• SET TASK:
Report every line of the records below that contains the string "paradise", copying each one in full. Case counts.

• MATERIAL FOR THIS EXERCISE:

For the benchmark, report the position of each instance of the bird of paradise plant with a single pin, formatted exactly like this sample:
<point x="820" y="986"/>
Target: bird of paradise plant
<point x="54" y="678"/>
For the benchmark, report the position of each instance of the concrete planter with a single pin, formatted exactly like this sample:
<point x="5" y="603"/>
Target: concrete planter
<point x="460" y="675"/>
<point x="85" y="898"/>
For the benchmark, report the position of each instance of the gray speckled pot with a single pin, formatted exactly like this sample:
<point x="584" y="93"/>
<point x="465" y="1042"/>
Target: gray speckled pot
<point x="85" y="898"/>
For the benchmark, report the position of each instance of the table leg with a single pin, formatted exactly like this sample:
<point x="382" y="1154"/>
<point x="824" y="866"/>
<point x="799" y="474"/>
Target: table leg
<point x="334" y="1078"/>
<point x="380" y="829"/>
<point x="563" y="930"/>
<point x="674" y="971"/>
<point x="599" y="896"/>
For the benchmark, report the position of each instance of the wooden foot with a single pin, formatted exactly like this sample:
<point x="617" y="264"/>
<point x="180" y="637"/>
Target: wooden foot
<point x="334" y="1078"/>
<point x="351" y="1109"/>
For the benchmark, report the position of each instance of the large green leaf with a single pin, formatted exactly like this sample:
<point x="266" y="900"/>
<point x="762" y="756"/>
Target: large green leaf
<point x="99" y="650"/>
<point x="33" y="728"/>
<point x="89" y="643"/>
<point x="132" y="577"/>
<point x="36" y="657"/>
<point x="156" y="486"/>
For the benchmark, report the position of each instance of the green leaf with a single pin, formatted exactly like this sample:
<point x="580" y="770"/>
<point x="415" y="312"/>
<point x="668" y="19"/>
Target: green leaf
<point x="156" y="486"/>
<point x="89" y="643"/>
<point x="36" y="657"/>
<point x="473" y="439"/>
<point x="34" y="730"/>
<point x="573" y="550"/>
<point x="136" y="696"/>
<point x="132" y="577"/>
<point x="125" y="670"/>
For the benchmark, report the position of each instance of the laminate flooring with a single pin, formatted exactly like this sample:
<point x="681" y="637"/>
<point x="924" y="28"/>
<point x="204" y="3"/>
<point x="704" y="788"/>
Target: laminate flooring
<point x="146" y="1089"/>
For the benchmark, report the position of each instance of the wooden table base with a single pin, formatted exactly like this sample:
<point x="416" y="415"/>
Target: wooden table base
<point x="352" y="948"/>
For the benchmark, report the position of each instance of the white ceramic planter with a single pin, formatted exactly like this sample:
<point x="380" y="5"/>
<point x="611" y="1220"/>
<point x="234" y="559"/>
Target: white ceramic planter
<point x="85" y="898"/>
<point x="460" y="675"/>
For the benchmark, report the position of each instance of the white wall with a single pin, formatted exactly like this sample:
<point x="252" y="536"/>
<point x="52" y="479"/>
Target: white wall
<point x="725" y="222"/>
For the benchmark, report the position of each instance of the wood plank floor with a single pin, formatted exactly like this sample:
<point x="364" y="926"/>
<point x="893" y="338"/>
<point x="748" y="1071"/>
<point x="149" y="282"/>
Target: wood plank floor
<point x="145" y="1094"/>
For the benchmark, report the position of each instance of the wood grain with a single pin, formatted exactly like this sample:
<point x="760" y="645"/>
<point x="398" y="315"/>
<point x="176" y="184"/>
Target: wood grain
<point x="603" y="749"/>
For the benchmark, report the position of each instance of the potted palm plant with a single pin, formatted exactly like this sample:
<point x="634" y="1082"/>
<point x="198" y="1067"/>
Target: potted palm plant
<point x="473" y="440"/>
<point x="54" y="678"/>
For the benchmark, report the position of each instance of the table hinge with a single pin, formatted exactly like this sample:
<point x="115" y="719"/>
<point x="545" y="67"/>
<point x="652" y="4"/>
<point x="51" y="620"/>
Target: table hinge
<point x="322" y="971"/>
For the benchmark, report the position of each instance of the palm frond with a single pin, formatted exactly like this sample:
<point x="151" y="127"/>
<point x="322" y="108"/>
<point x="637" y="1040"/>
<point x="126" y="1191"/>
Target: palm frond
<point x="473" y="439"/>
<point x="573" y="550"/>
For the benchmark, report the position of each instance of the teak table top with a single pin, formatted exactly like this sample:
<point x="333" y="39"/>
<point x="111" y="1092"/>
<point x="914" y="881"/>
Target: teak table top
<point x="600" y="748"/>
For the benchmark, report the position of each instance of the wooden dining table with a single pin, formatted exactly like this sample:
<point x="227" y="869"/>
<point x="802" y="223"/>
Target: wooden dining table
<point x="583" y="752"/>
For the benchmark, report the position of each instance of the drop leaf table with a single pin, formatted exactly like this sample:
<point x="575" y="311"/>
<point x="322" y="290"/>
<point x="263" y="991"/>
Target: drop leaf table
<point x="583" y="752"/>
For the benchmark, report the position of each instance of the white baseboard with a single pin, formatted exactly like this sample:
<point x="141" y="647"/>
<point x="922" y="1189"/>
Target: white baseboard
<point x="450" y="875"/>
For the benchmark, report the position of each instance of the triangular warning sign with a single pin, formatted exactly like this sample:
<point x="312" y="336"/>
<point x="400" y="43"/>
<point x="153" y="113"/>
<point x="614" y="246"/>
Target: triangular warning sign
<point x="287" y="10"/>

--

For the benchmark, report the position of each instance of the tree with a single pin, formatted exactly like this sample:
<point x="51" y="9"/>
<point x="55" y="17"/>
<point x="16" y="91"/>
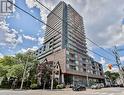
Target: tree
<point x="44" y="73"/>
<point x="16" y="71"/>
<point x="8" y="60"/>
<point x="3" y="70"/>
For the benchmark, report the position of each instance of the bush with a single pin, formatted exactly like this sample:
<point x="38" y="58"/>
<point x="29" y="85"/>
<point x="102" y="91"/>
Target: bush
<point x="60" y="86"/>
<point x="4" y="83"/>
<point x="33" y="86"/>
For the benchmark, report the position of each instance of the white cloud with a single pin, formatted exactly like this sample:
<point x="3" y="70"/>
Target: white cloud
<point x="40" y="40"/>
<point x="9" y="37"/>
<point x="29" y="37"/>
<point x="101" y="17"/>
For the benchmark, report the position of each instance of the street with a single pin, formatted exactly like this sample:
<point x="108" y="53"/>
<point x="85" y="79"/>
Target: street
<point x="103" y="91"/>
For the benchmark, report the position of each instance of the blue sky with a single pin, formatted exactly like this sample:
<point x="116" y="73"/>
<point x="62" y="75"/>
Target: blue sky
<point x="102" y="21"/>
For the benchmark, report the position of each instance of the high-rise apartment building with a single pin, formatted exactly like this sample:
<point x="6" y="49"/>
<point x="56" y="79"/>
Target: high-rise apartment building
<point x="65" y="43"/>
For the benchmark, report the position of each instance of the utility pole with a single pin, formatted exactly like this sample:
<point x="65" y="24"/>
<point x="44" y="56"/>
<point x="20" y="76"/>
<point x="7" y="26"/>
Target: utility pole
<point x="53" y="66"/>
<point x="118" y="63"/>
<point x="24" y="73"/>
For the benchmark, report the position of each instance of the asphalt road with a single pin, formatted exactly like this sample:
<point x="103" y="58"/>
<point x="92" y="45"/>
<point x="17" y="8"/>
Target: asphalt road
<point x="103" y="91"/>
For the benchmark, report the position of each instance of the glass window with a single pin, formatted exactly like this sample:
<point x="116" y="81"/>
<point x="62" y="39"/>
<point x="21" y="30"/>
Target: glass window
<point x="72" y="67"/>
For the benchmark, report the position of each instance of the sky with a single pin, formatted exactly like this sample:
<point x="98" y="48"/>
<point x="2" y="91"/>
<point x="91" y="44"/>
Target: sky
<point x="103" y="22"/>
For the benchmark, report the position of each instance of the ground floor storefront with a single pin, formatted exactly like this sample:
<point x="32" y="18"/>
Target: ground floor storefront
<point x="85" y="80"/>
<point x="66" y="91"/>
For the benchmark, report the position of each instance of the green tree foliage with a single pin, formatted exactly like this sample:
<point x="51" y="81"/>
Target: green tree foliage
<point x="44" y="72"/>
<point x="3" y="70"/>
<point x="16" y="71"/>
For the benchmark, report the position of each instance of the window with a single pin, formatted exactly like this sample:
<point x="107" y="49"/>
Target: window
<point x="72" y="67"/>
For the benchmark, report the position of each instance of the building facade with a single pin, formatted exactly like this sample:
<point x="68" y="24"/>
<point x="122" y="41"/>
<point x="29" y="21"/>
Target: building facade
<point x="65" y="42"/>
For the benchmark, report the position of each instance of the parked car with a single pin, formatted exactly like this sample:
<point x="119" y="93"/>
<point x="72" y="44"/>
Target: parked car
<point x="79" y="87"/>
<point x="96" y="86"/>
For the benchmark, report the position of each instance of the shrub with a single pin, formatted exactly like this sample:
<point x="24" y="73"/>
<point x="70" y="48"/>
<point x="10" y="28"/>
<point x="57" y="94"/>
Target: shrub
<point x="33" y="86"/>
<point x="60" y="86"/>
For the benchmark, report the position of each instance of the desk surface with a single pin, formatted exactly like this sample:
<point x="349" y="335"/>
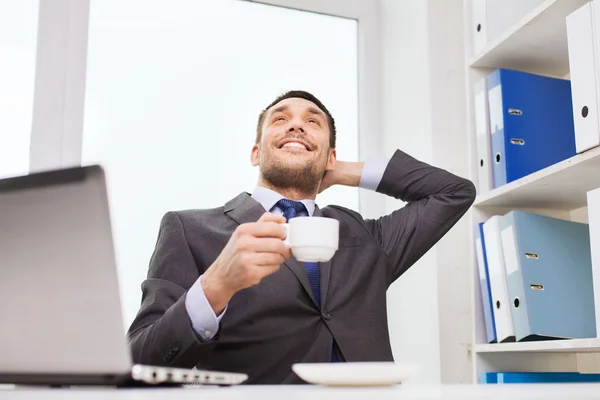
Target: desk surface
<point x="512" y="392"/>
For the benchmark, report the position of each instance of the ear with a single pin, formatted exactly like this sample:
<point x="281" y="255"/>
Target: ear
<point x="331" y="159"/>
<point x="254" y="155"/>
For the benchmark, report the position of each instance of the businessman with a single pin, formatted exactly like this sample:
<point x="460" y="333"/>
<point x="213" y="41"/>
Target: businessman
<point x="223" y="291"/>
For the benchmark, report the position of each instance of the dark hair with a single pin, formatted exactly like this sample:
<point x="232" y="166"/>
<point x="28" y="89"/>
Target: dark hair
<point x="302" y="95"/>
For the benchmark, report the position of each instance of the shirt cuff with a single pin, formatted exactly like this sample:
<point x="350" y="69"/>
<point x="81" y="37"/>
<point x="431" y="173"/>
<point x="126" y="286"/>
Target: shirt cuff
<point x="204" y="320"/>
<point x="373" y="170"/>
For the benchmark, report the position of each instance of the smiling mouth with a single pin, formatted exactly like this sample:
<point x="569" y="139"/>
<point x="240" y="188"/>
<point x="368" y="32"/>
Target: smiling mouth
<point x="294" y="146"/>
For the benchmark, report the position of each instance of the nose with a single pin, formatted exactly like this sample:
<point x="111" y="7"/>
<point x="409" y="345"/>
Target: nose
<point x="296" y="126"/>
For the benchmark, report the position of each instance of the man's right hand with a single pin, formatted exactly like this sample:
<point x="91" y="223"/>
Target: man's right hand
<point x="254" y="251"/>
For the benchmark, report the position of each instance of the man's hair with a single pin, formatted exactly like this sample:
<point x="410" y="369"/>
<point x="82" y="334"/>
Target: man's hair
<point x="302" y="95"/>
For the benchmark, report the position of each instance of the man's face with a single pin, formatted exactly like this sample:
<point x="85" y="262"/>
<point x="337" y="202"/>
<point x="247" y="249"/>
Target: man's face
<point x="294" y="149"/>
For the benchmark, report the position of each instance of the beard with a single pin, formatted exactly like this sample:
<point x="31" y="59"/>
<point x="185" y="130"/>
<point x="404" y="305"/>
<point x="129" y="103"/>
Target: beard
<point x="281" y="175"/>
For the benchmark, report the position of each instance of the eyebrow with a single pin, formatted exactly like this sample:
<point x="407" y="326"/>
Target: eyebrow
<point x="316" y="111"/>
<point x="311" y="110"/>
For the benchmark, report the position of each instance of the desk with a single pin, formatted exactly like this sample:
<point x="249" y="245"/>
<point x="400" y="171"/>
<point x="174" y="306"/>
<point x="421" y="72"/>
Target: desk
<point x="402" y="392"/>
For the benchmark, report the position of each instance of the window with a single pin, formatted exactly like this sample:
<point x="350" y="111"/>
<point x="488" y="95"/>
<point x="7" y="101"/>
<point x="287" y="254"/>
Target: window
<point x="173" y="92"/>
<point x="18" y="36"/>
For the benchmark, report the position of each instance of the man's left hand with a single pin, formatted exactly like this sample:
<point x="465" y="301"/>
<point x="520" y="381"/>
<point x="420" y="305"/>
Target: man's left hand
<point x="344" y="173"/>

• WRITTEN SOLUTION:
For the benchmark, report the position of each instance of the bird of paradise plant with a single pin, formatted exactly like this sample:
Target: bird of paradise plant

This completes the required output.